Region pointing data
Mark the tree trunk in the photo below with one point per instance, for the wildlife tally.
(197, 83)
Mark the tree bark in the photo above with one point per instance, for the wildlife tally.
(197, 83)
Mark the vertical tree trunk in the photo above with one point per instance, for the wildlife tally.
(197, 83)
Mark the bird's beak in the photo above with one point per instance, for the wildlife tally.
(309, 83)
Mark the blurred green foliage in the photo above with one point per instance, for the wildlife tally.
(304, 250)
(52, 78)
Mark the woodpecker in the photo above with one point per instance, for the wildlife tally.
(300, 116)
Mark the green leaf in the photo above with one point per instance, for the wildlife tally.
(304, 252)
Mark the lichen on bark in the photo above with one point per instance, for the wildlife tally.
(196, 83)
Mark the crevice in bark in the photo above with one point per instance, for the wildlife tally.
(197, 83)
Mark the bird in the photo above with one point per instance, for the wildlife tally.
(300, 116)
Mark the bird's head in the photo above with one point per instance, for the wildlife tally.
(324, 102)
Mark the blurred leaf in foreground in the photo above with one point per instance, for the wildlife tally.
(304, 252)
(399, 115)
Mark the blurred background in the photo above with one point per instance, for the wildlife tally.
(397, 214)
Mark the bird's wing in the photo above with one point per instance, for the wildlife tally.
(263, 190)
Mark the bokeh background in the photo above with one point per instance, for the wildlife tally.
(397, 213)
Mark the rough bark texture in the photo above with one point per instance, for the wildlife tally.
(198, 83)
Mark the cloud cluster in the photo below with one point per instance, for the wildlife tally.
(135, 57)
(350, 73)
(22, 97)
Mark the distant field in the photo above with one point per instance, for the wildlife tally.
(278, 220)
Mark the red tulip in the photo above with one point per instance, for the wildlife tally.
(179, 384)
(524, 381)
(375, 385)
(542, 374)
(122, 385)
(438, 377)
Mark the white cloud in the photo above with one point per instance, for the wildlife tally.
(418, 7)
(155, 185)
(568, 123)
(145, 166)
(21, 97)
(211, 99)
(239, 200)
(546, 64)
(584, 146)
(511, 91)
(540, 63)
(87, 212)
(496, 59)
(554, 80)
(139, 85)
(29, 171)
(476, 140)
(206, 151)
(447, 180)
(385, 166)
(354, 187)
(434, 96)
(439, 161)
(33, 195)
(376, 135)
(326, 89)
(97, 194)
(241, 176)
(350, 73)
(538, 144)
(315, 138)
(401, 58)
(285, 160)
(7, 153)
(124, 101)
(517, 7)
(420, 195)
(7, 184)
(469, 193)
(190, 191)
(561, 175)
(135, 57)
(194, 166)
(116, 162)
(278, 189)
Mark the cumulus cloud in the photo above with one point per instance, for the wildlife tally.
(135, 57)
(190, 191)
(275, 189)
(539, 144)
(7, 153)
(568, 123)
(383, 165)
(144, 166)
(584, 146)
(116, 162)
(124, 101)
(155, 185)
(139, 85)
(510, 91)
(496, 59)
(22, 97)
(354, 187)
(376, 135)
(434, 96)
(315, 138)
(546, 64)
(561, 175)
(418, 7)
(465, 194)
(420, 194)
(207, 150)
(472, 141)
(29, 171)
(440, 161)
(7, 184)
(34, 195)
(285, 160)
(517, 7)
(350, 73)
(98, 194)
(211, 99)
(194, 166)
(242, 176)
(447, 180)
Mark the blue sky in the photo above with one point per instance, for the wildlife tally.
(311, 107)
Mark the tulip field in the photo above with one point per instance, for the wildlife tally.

* * *

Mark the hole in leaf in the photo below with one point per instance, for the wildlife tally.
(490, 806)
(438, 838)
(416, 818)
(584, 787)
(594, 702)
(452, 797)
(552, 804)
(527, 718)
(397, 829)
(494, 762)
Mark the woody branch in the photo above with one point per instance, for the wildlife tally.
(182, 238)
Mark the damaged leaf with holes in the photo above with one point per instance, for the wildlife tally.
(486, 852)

--

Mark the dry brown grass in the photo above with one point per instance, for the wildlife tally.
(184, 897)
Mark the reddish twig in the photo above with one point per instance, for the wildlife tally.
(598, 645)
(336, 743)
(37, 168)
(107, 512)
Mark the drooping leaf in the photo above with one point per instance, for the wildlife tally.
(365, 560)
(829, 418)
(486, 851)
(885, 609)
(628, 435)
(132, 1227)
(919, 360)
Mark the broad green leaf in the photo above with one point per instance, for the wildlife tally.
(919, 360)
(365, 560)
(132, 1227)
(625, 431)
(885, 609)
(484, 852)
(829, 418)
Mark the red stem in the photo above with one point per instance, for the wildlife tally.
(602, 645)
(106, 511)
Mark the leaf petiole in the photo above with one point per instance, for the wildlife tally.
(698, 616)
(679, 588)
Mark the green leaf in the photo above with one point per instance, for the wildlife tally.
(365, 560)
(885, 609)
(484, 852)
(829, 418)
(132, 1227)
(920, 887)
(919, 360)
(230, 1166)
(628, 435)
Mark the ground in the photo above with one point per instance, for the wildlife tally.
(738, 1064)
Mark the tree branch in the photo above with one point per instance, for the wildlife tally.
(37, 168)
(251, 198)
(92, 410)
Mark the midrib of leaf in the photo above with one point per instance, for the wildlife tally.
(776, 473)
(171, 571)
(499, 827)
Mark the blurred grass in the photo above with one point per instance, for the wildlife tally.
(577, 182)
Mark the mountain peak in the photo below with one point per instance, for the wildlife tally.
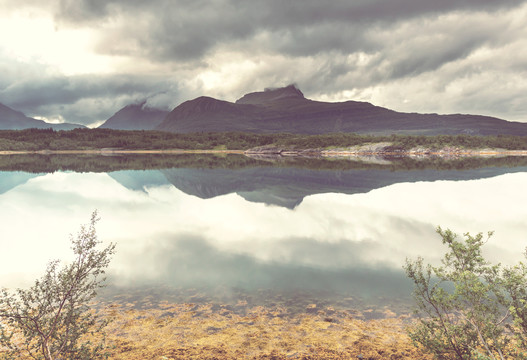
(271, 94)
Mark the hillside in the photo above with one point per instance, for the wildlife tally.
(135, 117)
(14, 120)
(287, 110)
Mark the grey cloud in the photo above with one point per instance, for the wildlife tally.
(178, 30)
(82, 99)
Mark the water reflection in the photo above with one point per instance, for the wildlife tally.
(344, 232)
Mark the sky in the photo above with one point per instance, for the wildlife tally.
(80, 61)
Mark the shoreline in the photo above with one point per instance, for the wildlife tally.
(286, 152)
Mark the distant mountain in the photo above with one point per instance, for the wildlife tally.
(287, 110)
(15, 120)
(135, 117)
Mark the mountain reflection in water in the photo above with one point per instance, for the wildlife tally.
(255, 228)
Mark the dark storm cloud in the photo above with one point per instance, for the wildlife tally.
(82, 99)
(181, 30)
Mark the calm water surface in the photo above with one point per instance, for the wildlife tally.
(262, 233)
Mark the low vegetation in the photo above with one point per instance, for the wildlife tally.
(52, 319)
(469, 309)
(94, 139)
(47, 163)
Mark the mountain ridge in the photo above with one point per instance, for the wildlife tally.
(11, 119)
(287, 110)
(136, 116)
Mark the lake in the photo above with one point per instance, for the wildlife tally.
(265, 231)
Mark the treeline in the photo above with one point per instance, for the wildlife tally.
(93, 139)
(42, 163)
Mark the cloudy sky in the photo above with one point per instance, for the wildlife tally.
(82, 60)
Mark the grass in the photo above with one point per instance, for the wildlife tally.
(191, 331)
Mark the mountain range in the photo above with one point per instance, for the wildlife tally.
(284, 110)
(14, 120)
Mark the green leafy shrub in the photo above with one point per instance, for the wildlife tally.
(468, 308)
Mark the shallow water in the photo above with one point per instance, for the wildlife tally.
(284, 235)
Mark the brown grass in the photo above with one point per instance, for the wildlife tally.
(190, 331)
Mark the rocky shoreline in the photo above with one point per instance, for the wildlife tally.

▶ [INSTRUCTIONS TO FOLLOW]
Copy the lines of the data above exactly as written, beginning with the line containing "Mark the mountain range" and ending with the line containing "Mark the rocky", and leave out all other lines.

▶ [RESPONSE TO THIS TASK]
Mark the mountain range in the photo above with one point per instance, for the wildlife tally.
(284, 110)
(14, 120)
Mark the green leafy shrub in the photo above with one point per instance, for the wildlife tally.
(468, 308)
Mark the shallow water in the photo above with one point per instance, for the wildlife tally.
(284, 235)
Mark the brown grass in the photo above with one point per instance, for the wildlife tally.
(190, 331)
Mark the rocky shoreline in the photo above with one point per instance, for the wildlife tally.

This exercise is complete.